**TASK PROMPT**. Wherever the string "screenshot" occurs in a line of these records, report that line.

[GIVEN DATA]

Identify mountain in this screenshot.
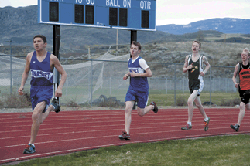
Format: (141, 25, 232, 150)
(156, 18, 250, 35)
(0, 5, 168, 49)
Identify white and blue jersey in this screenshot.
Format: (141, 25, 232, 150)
(125, 56, 150, 108)
(30, 51, 53, 111)
(30, 51, 53, 86)
(128, 56, 149, 93)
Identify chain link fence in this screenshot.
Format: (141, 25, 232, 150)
(0, 51, 239, 108)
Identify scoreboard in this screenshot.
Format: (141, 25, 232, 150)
(38, 0, 156, 31)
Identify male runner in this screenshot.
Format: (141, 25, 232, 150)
(231, 48, 250, 131)
(18, 35, 67, 154)
(181, 41, 211, 131)
(118, 41, 158, 140)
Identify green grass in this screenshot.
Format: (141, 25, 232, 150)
(148, 92, 239, 107)
(12, 134, 250, 166)
(0, 86, 239, 107)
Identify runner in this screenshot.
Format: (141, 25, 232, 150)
(119, 41, 158, 140)
(181, 41, 211, 131)
(18, 35, 67, 154)
(231, 48, 250, 131)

[/GIVEN DATA]

**EXERCISE RESPONSE**.
Identify mountain in this screenshot.
Identify white and blue jersey in this screenshot.
Identify chain link fence in this screenshot.
Identify scoreboard in this screenshot.
Identify male runner in this screenshot.
Identify green grass in this screenshot.
Identify runner in this screenshot.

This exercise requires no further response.